### Ejercicio planteado A:
Según el fragmento sobre Giorgio de Chirico, ¿con qué fin parte del clasicismo su pintura metafísica? Responde en una o dos oraciones.

### Fragmento del documento:
+ + + + +

'El contemplador', de la Fondazione Giorgio e Isa de Chirico. (Foto: VEGAP)
Ciudad Juárez, Chihuahua. 19 de julio de 2017. (RanchoNEWS).– A la sombra de los pórticos de Éfeso, Heráclito paseaba mientras esbozaba su teoría cosmológica del eterno retorno. Bajo esos pórticos clásicos, entre estatuas helénicas y columnas jónicas, Giorgio de Chirico buscó sin descanso ese eterno fluir, ese espíritu en cada cosa del que hablaba el filósofo. Y en su pintura encontró un nuevo pathos, un nuevo horizonte espiritual arraigado en la belleza de la Grecia mitológica y en los misterios espectrales de los sueños. Unos sueños homéricos, de ruinas en playas solitarias, de arquitecturas vacías, de héroes sin rostro, escribe Vanessa Graell para El Mundo desde Barcelona.
Mientras el futurismo y el cubismo dinamitaban formas y reglas, Giorgio De Chirico inventó un nuevo camino en la pintura moderna: la metafísica, que influiría tanto en Dalí como en Warhol. Su metafísica son las ideas de Nietzsche y Schopenhauer. Una pintura que parte del clasicismo para profundizar en la esencia oculta de las cosas. Y sucedió en Florencia: un Giorgio de 22 años estaba sentado en un banco de la plaza de Santa Croce y tuvo una visión, como si viera las cosas por primera vez. Y pintó su primer cuadro metafísico: L'énigme d'un après–midi d'automne (El enigma de una tarde de otoño). La metafísica nace del enigma, que el propio De Chirico dejó escrito en uno de sus autorretratos: Et quid amabo nisi quod aenigma est?(¿y qué amaré, sino lo que es enigma?).

+ + + + +

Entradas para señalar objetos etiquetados
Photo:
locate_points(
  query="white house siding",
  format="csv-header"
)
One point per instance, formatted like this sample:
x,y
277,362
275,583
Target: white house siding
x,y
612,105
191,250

+ + + + +

### Ejercicio planteado B:
Reescribe todas las líneas de las entradas como una tabla Markdown con las columnas "n" y "Línea". Pon en cada fila el número de fila y la línea, y omite las líneas en blanco.

### Respuesta correcta A:
La pintura metafísica de De Chirico parte del clasicismo para profundizar en la esencia oculta de las cosas.

### Respuesta correcta B:
| n | Línea |
|---|---|
| 1 | Photo: |
| 2 | locate_points( |
| 3 |   query="white house siding", |
| 4 |   format="csv-header" |
| 5 | ) |
| 6 | One point per instance, formatted like this sample: |
| 7 | x,y |
| 8 | 277,362 |
| 9 | 275,583 |
| 10 | Target: white house siding |
| 11 | x,y |
| 12 | 612,105 |
| 13 | 191,250 |